##### ARTICLE

From a military standpoint, the eleven-week battle appears to have almost no historic significance. Overlooked, however, was the war's impact on the free-market project, which was enormous: it was the Falklands War that gave Thatcher the political cover she needed to bring a program of radical capitalist transformation to a Western liberal democracy for the first time.

Both sides in the conflict had good reasons to want a war. In 1982, Argentina's economy was collapsing under the weight of its debt and corruption, and human rights campaigns were gaining momentum. A new junta government, led by General Leopoldo Galtieri, calculated that the only thing more powerful than the anger at its continued suppression of democracy was anti-imperialist sentiment, which Galtieri expertly unleashed on the British for their refusal to give up the islands. Soon enough, the junta had Argentina's blue-and-white flag planted on that rocky outpost, and the country cheered on cue.

##########
##### SUPPLIED INFORMATION

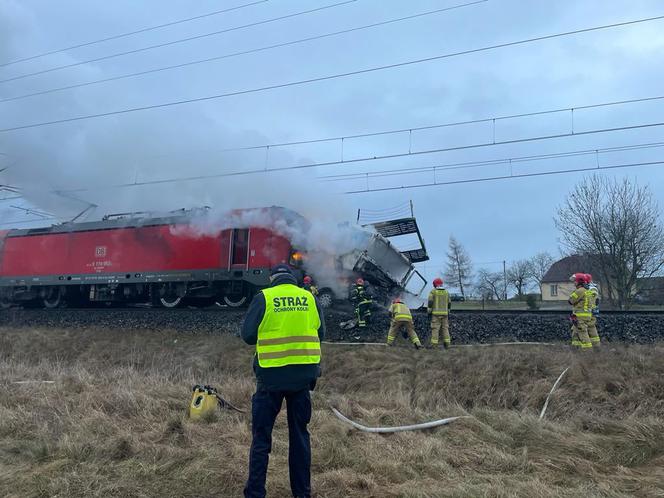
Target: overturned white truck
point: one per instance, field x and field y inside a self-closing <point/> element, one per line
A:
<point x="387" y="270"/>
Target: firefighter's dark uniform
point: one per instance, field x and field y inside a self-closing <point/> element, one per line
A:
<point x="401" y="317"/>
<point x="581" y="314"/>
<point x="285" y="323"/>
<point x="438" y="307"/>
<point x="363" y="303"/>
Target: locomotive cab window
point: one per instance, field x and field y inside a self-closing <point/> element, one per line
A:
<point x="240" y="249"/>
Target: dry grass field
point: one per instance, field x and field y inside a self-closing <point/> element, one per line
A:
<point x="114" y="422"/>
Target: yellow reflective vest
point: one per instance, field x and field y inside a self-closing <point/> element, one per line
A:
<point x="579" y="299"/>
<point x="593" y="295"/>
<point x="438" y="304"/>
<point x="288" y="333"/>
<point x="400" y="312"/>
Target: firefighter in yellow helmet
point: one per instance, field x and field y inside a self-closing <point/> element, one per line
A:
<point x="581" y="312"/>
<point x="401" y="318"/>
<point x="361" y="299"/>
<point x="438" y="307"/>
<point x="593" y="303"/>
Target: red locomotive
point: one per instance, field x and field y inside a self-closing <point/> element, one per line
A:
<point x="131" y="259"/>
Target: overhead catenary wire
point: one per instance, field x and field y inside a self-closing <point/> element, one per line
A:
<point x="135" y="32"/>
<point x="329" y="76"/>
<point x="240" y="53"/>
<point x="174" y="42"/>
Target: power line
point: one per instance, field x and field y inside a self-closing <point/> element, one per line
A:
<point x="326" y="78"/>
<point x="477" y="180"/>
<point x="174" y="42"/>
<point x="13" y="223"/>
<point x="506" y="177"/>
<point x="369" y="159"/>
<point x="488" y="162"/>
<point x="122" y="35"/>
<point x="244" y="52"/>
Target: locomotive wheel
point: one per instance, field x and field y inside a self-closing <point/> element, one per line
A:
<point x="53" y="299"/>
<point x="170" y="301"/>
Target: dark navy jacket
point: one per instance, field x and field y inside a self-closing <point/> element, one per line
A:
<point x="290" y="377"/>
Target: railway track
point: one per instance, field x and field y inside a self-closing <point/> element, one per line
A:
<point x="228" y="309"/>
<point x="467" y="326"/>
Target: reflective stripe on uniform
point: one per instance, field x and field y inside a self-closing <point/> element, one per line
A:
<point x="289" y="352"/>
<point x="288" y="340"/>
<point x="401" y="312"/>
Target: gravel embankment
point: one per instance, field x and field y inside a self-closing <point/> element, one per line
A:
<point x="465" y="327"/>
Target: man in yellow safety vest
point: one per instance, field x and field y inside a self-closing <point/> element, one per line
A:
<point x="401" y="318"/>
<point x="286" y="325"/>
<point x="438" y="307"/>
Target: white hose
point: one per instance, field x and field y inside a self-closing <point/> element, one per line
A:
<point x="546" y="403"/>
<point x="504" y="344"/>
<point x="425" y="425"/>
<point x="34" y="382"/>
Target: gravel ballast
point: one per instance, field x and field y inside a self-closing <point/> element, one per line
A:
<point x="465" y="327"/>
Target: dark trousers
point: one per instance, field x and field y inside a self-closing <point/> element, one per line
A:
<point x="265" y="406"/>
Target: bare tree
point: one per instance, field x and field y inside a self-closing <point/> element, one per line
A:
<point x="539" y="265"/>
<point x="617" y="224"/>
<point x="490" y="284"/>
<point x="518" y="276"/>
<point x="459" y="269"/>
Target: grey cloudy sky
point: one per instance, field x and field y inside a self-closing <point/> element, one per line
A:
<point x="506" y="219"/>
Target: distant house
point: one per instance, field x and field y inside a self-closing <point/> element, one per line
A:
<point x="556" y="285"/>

##########

EXERCISE 1 =
Reproduce word for word the part of the passage on the Falklands War starting with "From a military" and going on through "the first time.".
EXERCISE 2 =
Carry the passage on the Falklands War forward from its final sentence.

RESPONSE 1 =
From a military standpoint, the eleven-week battle appears to have almost no historic significance. Overlooked, however, was the war's impact on the free-market project, which was enormous: it was the Falklands War that gave Thatcher the political cover she needed to bring a program of radical capitalist transformation to a Western liberal democracy for the first time.

RESPONSE 2 =
'When news arrived that Argentina had laid claim to the Falklands, Thatcher recognized it as a last-ditch hope to turn around her political fortunes and immediately went into Churchillian battle mode. Until this point, she had shown only disdain for the financial burden that the Falklands placed on government coffers. She had cut grants to the islands and announced major cutbacks to the navy, including the armed ships that guarded the Falklands - moves read by the Argentine generals as clear indications that Britain was ready to cede the territory. (One of Thatcher's biographers characterized her Falklands policy as "practically an invitation to Argentina to invade.") In the lead-up to the war, critics across the political spectrum accused Thatcher of using the military for her own political goals. The Labour MP Tony Benn said, "It looks more and more as if what is at stake is Mrs. Thatcher's reputation, not the Falkland Islands at all," while the conservative Financial Times noted, "What is deplorable is that the issue is rapidly becoming mixed up with political differences within Britain itself which have nothing to do with the matter in hand. Not only the pride of the Argentine Government is involved. So is the standing, perhaps even the survival, of the Tory Government in Britain."

Yet even with all of this healthy cynicism in the run-up, as soon as troops were deployed, the country was swept up in what a draft Labour Party resolution described as a "jingoistic, militaristic frame of mind," embracing the Falkland Islands as a last blast of glory for Britain's faded empire.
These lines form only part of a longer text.